▶ **EXTRAIT DU TEXTE**

>>>>>

Consacrée à l’écriture constitutionnelle et à ses enjeux juridiques,
politiques et historiques, cette thèse retrace en particulier le long
processus de la révision totale de la Constitution du 29 mai 1874.
En
vigueur jusqu’au 31 décembre 1999, la Constitution du 29 mai 1874 a
bénéficié d’une durée de vie remarquable, puisqu’elle a connu la fin du
XIXe siècle et tous les aléas du XXe. Bien que ses défauts fussent
connus et discutés de longue date, elle s’est avérée extrêmement
difficile à réviser totalement, malgré sa procédure de révision totale,
souple et simple.
Partant de ce paradoxe, cette thèse retrace les
grandes questions juridiques, politiques et historiques liés à la
révision totale de la Constitution. Elle interroge le rôle prépondérant
joué par les experts à cette occasion, dont le rôle est à la croisée de
ces questions. Notre travail est structuré en deux parties : la
première est consacrée au cadre théorique de l’écriture
constitutionnelle et la seconde, au processus de révision totale
proprement dit. Après une introduction méthodologique, la première
partie décrit la notion d’écriture constitutionnelle, soit son objet,
ses modes ses normes et ses limites. Ensuite, elle retrace le long
cheminement historique du cadre juridique de la révision totale de la
Constitution du 29 mai 1874. La seconde partie de notre travail traite
de la révision de la Constitution du 29 mai 1874, en parlant des travaux
préliminaires, de la phase préparlementaire et des débats
parlementaires. L’avancement des travaux d’écriture constitutionnelle
est présenté dans son contexte intellectuel, à savoir les débats en
doctrine autour de la révision totale. La conclusion de la thèse
commence par décrire l’épilogue des réformes initiées dans le cadre du
projet de révision totale (volets A, B et C). Ensuite, elle expose trois
résultats de notre recherche. Tout d’abord, le paradoxe qui veut qu’un
système juridiquement facile à réviser soit stable politiquement.

<<<<<

▶ **DONNÉES FOURNIES**
>>>>>

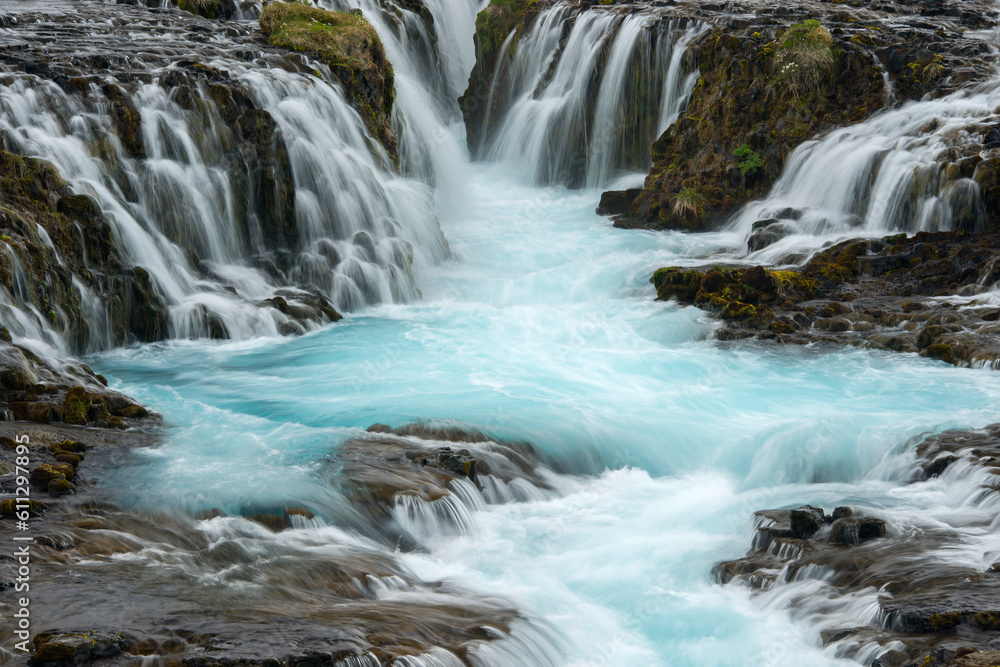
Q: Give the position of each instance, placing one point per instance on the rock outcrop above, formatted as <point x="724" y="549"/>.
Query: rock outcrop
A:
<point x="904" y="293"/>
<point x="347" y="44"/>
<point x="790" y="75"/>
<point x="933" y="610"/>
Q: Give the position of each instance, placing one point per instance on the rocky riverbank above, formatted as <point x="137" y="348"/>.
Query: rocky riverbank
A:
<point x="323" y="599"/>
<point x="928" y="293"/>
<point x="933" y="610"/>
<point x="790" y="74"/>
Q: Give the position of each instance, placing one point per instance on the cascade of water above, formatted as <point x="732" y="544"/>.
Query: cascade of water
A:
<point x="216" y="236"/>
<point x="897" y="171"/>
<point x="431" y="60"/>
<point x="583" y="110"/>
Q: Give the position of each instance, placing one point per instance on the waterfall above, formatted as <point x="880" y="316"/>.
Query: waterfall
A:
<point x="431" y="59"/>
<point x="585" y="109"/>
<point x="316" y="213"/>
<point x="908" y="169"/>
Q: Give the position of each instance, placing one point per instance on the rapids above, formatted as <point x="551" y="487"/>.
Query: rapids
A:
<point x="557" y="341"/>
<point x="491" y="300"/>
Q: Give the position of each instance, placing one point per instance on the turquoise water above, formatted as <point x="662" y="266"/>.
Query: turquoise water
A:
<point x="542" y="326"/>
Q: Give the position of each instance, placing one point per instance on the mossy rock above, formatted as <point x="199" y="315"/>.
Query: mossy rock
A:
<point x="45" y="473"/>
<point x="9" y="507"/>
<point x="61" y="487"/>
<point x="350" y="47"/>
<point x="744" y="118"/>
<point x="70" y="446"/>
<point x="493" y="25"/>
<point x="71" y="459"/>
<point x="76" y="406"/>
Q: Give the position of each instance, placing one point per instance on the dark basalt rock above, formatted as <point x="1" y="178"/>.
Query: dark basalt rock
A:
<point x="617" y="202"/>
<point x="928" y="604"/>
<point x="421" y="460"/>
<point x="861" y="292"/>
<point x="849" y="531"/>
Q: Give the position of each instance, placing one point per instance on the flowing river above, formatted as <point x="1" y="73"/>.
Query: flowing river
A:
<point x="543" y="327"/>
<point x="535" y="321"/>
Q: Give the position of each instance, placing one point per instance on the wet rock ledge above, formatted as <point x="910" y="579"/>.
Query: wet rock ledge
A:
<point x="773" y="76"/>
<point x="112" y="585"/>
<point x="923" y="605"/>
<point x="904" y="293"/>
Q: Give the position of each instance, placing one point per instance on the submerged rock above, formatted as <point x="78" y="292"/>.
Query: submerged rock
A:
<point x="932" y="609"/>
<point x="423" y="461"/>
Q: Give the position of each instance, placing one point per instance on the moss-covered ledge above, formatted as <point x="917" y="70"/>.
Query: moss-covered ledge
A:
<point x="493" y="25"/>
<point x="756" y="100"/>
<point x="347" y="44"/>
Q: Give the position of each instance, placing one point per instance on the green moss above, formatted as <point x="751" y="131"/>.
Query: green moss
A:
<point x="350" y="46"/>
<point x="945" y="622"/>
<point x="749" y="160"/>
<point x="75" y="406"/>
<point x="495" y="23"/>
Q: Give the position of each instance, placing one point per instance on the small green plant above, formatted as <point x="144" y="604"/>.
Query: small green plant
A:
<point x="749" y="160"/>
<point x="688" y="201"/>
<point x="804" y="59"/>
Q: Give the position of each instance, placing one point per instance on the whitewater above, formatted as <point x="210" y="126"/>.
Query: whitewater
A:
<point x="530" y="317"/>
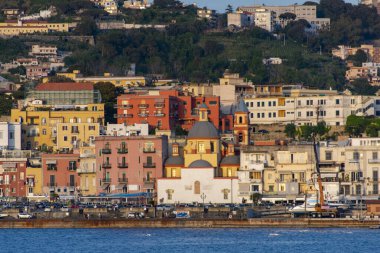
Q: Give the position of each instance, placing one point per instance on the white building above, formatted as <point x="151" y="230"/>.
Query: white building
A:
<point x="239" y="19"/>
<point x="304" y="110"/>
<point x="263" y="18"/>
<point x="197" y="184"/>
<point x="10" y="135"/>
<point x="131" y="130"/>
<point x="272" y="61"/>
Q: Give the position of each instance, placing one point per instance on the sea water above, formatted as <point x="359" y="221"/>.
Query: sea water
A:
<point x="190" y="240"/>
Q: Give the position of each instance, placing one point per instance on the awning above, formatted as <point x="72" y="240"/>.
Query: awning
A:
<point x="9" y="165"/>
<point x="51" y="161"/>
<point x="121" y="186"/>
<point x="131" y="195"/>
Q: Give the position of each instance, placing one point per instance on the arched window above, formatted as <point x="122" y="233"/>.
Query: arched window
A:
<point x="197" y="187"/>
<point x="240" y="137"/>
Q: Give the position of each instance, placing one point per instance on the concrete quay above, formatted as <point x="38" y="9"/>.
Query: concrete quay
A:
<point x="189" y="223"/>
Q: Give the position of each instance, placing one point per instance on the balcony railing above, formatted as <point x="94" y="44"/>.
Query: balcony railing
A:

<<<<<

▶ **EXERCICE PROPOSÉ A**
Dites si chacune des affirmations suivantes concorde avec le résumé de thèse sur la révision totale de la Constitution, en répondant par oui ou par non et en citant à l’identique les mots du résumé qui tranchent : (i) la Constitution du 29 mai 1874 est restée en vigueur jusqu’au 31 décembre 1999 ; (ii) la procédure de révision totale de cette Constitution était lourde et complexe ; (iii) la thèse est divisée en trois parties.
▶ **EXERCICE PROPOSÉ B**
Poursuivez la rédaction du résumé de thèse sur la révision totale de la Constitution à partir de sa dernière phrase.

▶ **RÉPONSE PROPOSÉE A**
(i) Oui : « En vigueur jusqu’au 31 décembre 1999, la Constitution du 29 mai 1874 a bénéficié d’une durée de vie remarquable ».
(ii) Non : « malgré sa procédure de révision totale, souple et simple ».
(iii) Non : « Notre travail est structuré en deux parties ».

▶ **RÉPONSE PROPOSÉE B**
Ce
résultat est surprenant, car il renverse l’idée généralement reçue que
le droit stabilise le jeu politique. Ensuite, les liens matériels entre
droit et politique existant dans l’écriture constitutionnelle sont
exposés, en particulier la signification politique cachée derrière des
aspects de technique juridique comme la systématique, la densité
normative et le langage constitutionnel. Finalement, les liens
personnels entre droit et politique, à savoir le rôle joué par les
experts est questionné. Les recherches entreprises dans le cadre de ce
travail ont démontré le rôle de premier plan joué par les experts, et en
particulier l’expertise académique. Cet état de fait autorise deux
lectures diamétralement opposées. On peut voir la contribution de
l’expertise comme une confiscation du débat public, par une entreprise
de dépolitisation des travaux de révision totale. Au contraire,
l’assistance fournies par les experts peut aussi être appréciée comme
étant indispensable à la réussite de ces travaux.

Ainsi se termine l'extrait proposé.